Source data:
-----

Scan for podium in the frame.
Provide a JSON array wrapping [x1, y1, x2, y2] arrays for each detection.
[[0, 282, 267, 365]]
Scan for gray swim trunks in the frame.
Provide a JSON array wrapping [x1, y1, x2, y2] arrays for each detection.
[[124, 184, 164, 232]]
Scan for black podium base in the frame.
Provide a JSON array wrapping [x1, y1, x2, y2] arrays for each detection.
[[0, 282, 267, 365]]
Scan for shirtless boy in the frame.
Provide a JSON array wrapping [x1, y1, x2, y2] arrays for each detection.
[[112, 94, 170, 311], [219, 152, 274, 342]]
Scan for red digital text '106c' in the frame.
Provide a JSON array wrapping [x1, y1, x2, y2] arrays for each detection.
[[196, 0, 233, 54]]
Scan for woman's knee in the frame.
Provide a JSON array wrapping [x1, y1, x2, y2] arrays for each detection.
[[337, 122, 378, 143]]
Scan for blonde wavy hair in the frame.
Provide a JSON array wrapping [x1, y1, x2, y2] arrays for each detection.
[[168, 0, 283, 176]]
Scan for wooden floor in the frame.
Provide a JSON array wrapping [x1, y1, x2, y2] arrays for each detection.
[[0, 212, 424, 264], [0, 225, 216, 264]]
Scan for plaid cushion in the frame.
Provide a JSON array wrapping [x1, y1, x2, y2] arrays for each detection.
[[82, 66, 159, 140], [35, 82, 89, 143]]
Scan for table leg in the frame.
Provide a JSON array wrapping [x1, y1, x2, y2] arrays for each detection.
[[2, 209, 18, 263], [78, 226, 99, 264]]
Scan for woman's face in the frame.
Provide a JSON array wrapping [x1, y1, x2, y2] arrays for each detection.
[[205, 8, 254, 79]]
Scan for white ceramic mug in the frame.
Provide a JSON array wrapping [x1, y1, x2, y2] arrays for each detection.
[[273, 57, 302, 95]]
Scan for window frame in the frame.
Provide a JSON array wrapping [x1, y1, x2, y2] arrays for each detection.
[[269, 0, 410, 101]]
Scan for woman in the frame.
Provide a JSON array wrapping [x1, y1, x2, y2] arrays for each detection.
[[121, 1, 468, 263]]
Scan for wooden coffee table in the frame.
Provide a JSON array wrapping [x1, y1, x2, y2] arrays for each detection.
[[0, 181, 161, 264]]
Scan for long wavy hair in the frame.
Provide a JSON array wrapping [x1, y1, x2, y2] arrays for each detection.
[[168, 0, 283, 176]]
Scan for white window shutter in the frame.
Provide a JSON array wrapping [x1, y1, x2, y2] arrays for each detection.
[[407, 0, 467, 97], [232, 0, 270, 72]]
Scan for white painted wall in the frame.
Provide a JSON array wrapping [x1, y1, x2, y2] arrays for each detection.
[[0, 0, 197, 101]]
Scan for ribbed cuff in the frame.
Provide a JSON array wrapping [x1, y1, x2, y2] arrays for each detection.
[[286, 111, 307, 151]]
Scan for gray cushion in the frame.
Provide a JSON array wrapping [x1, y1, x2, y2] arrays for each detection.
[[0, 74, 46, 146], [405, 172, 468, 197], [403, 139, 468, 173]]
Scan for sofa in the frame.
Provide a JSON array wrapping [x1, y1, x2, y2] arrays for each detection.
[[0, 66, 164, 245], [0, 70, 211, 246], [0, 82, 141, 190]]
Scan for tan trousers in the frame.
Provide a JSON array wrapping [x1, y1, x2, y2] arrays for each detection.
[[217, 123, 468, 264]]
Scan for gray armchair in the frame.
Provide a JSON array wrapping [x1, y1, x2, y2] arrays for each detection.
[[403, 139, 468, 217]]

-----

Rescale the part of the entries that runs from the very first line through the line containing "[[196, 0, 233, 54]]", including both ends. Copy those lines again with the requests unchanged, multiplying every box coordinate in the answers by 2.25 and rounding to whole numbers, with halves rounded up.

Result of the exercise:
Scan for podium in the frame.
Provide a JSON array wrapping [x1, y1, x2, y2] arrays for each detection.
[[0, 635, 601, 821]]
Scan for gray swim trunks in the frame.
Provide a JSON array wrapping [x1, y1, x2, y2] arrays for each detection.
[[279, 414, 369, 522]]
Scan for black podium base in the frame.
Provide a JSON array wrapping [x1, y1, x2, y2] arrays for each detection.
[[0, 635, 601, 821]]
Scan for shirtless boy in the frame.
Provide a JSON array wrapping [x1, y1, x2, y2] arrays for each detection.
[[252, 212, 383, 700], [493, 342, 617, 770]]
Scan for red digital text '106c' in the frame.
Provide a JSON array wrapping [x1, y1, x2, y2] arrays for each detection.
[[441, 0, 524, 122]]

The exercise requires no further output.